> [Task details]
Skip every picture, then write out exactly the lines of the listing below from the line that contains "Please mark the calm" through the final line.
━━━━━━━━━━
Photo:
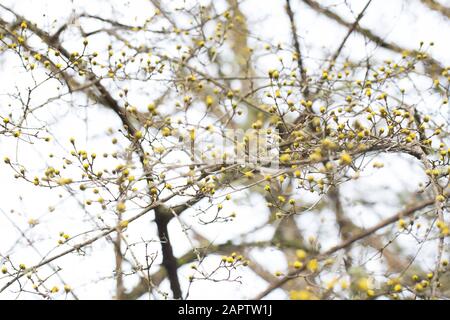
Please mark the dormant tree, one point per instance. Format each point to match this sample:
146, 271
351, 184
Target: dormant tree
131, 119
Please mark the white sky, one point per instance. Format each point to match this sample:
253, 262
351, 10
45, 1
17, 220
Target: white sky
403, 22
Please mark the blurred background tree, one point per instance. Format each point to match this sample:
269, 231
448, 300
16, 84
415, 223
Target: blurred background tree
116, 183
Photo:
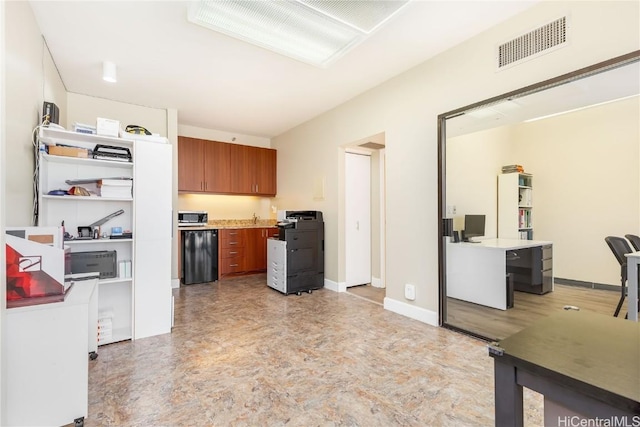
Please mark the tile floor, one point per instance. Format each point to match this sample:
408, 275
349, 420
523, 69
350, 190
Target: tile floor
242, 354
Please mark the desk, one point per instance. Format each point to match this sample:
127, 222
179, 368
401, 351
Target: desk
584, 361
476, 272
633, 259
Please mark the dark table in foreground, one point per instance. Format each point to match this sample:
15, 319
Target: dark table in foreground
586, 362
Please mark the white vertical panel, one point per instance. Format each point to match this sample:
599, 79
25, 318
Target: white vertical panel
358, 219
152, 238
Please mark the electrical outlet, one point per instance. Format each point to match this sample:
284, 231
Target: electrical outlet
410, 292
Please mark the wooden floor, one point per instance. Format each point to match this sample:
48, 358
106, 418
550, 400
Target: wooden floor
498, 324
369, 292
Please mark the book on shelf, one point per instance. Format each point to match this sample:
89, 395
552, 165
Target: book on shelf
512, 168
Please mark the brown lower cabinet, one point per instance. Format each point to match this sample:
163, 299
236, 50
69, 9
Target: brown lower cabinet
243, 250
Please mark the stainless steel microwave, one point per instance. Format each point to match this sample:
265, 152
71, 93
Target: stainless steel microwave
192, 218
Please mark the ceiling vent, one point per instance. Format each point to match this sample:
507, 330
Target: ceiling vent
533, 44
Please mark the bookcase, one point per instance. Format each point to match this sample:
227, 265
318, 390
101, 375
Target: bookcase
515, 206
135, 302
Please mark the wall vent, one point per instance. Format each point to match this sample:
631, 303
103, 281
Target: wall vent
534, 43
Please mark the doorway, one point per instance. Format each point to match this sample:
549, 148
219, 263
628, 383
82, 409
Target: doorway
357, 219
369, 285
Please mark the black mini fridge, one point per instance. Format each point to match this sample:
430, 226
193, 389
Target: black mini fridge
199, 256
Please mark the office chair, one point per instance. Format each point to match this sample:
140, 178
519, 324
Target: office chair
635, 241
619, 246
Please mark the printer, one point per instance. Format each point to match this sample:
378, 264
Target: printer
300, 250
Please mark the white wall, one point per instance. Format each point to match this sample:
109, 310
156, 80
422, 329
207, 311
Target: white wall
31, 78
586, 174
28, 78
473, 161
585, 182
406, 109
223, 136
3, 256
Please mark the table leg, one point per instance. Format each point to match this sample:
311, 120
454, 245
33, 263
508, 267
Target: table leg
632, 287
508, 396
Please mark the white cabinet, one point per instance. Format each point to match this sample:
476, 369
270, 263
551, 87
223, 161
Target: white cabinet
137, 302
152, 245
515, 206
47, 349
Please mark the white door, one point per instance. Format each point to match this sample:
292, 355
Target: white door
358, 219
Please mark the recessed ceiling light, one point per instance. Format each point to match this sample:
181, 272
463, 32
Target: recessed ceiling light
109, 72
312, 31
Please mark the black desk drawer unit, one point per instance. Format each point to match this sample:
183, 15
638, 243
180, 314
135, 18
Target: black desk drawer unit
532, 269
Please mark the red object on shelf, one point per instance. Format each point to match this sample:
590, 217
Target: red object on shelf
27, 281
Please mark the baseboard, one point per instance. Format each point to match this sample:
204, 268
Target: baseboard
335, 286
582, 284
376, 282
417, 313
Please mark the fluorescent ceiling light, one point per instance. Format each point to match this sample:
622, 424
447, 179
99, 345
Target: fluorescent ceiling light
578, 109
312, 31
109, 72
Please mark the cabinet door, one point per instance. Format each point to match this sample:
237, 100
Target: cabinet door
217, 167
241, 169
232, 251
190, 164
265, 160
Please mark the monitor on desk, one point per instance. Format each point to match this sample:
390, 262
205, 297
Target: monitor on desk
473, 227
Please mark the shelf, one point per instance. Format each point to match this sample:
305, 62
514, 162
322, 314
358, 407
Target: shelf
115, 280
122, 334
86, 161
96, 241
88, 198
51, 135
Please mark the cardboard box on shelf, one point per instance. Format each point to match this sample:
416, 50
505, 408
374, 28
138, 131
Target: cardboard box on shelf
55, 150
107, 127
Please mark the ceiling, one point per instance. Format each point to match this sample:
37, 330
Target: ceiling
218, 82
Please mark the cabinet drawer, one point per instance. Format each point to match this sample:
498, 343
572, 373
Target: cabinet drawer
231, 265
232, 238
232, 252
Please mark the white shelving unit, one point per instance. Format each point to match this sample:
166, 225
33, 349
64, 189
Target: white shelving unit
140, 304
515, 206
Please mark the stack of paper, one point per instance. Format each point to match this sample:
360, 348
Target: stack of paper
115, 187
105, 329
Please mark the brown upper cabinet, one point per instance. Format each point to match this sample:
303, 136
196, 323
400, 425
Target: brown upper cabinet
220, 168
253, 171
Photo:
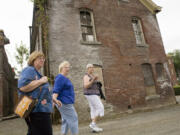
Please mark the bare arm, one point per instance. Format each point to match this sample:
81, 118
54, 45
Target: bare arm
88, 82
34, 84
55, 100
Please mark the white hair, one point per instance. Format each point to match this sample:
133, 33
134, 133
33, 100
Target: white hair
63, 64
89, 65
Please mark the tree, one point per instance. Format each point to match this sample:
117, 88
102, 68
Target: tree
176, 59
22, 56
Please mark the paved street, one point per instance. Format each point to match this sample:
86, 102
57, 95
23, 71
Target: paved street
164, 121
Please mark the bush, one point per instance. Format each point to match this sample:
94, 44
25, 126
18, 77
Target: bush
177, 89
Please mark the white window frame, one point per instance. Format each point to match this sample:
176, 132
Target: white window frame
94, 41
138, 32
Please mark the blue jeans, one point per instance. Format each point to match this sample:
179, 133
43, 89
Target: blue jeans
69, 119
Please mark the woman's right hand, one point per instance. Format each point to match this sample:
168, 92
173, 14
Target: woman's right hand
44, 79
58, 102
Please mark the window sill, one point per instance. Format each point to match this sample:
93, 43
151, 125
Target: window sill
142, 45
90, 43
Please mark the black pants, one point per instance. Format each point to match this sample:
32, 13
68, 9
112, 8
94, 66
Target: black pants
39, 124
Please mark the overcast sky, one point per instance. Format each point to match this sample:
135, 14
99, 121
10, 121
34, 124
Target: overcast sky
16, 17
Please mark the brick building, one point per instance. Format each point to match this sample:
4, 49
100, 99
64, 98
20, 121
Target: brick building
172, 71
120, 37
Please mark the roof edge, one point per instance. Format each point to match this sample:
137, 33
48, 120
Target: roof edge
152, 7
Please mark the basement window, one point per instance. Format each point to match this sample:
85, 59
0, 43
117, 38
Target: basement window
138, 32
87, 27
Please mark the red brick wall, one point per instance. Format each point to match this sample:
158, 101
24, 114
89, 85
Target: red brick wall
121, 58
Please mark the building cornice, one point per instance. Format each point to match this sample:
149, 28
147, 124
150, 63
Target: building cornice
152, 7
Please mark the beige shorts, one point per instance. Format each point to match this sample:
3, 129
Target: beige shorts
96, 106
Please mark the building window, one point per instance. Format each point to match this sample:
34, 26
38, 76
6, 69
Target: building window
87, 26
148, 74
138, 32
161, 76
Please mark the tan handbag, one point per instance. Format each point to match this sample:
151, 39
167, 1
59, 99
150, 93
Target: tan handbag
25, 106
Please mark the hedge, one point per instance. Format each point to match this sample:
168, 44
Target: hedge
177, 89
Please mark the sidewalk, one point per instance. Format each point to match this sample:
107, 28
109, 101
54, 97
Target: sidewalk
163, 121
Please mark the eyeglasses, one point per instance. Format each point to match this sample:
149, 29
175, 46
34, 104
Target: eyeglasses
41, 58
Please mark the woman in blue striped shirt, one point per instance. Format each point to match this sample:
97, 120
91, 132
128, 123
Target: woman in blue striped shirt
64, 97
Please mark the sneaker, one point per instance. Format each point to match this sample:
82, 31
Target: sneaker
95, 128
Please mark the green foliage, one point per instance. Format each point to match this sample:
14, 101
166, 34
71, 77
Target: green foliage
22, 55
177, 89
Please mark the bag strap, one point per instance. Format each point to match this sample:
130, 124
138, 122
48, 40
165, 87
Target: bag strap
39, 92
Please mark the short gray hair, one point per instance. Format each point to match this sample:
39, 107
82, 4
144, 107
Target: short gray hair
89, 65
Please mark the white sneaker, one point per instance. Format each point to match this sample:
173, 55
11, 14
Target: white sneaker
95, 128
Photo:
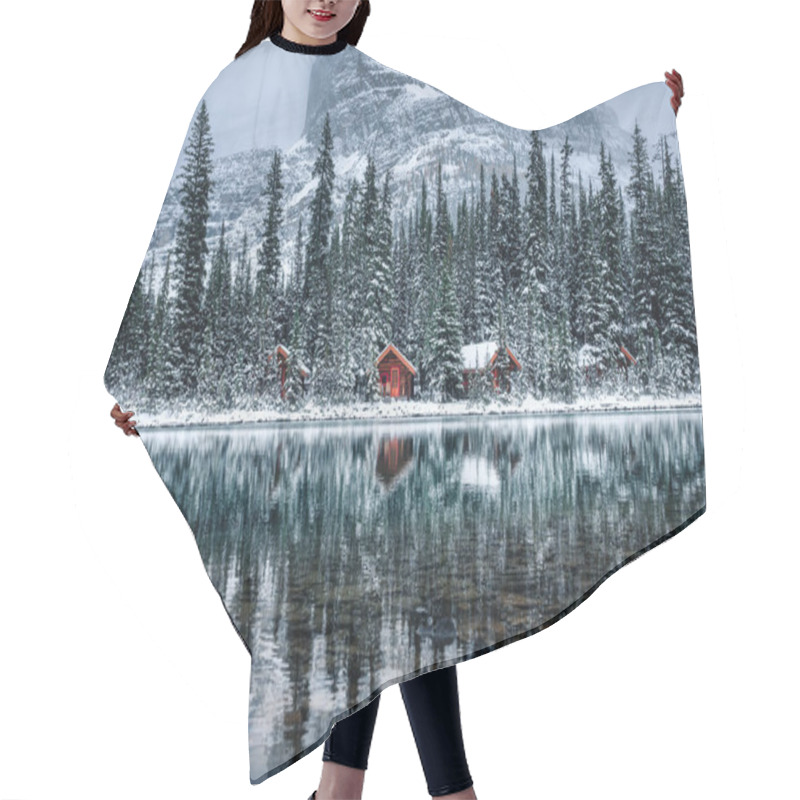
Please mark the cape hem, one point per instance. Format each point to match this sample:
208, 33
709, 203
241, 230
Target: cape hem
525, 634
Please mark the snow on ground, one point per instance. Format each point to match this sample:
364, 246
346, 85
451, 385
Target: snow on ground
397, 408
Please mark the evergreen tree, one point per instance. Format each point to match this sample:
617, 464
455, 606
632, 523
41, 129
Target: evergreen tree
268, 274
213, 378
191, 248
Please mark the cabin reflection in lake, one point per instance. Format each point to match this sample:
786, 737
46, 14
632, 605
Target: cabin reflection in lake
352, 555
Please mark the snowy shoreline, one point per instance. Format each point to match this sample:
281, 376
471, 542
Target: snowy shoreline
400, 409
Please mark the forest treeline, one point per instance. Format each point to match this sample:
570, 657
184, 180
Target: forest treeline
561, 273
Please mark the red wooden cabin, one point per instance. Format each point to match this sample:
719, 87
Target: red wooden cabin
395, 373
481, 356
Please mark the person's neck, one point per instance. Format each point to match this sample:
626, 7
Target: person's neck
329, 48
292, 33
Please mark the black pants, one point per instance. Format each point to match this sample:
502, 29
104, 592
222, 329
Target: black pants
433, 711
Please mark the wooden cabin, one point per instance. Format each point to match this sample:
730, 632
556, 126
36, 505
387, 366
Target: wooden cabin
481, 357
395, 373
279, 357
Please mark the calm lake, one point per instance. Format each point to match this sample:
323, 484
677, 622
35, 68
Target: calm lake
353, 554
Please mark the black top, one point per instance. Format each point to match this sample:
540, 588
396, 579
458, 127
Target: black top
310, 49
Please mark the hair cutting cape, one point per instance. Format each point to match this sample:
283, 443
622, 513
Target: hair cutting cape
418, 380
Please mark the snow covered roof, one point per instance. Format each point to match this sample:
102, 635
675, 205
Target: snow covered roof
478, 355
390, 347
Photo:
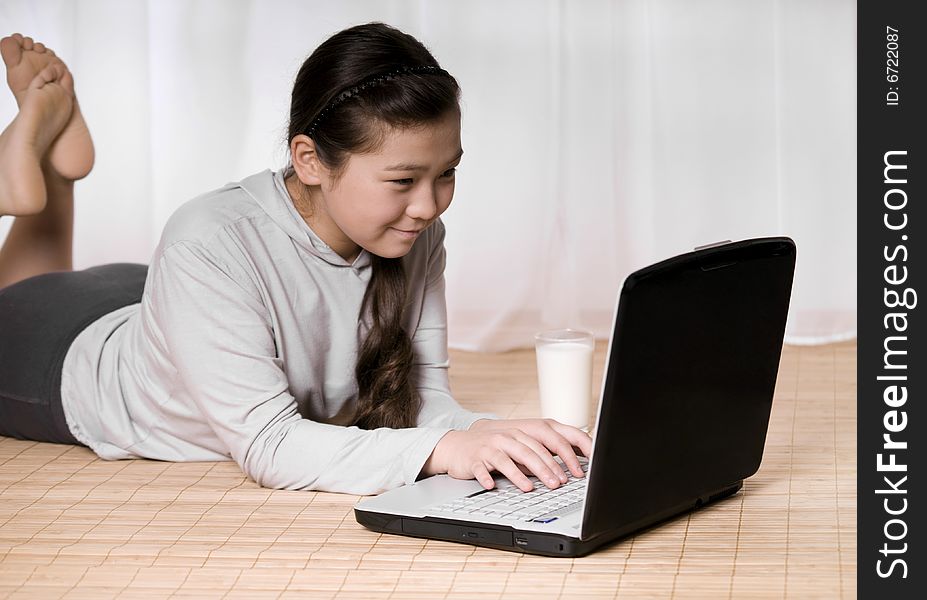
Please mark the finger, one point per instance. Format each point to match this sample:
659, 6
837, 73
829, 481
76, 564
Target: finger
482, 475
568, 439
529, 458
503, 463
544, 454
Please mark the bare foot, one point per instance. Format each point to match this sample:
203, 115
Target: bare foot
71, 154
45, 108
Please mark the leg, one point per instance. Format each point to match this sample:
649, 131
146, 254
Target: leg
41, 243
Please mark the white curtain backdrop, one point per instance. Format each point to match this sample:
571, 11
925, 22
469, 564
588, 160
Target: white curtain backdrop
600, 135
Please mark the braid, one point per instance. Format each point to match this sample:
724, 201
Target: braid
386, 396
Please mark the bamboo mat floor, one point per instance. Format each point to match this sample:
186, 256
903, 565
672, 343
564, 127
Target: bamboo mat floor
74, 526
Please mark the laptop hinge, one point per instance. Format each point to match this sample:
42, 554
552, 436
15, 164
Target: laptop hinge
706, 246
━━━━━━━━━━
> [In response]
Please mark the calm lake, one point per instance. Format each point to match this sample:
323, 484
677, 622
35, 68
Target: calm lake
353, 554
Please mark the black top, one point per instance. Format each point to match this sample:
540, 588
396, 579
458, 127
Target: black top
310, 49
Please mark the hair cutting cape, one point per instance. Format each point to match this sample:
283, 443
622, 513
Target: hair cutting cape
418, 380
Please mark the snow covered roof, one point per instance. Format each point to match this sample:
102, 635
675, 205
Target: snow covered roof
478, 355
390, 347
Photo:
Please mark the finger, one point per instance. Format each point to match this sample:
659, 6
837, 73
829, 481
76, 564
Target: finger
482, 475
568, 439
529, 458
503, 463
544, 454
Please mark the bare foot, one point per instance. Format each point to match this sample:
203, 115
Target: bare foot
71, 154
45, 108
Please mark the leg, one point per instance. Format each point to match this sample:
649, 131
146, 254
Target: leg
41, 243
Please mark the white curtain backdrop, one point per instance. Format each point to match this sample:
571, 11
925, 22
469, 564
588, 160
Target: white curtain backdrop
600, 135
Please mark the braid, one point per instance. Format each point to match this sample:
724, 201
Target: braid
386, 396
Please mark the bamboo mat floor, one point per instance. Format each point to match this sample:
186, 256
903, 565
672, 343
564, 127
Target: bamboo mat floor
74, 526
Please mark the laptop hinge, one point per instance. Format each point to match this sample:
42, 554
552, 436
15, 164
Target: laptop hinge
706, 246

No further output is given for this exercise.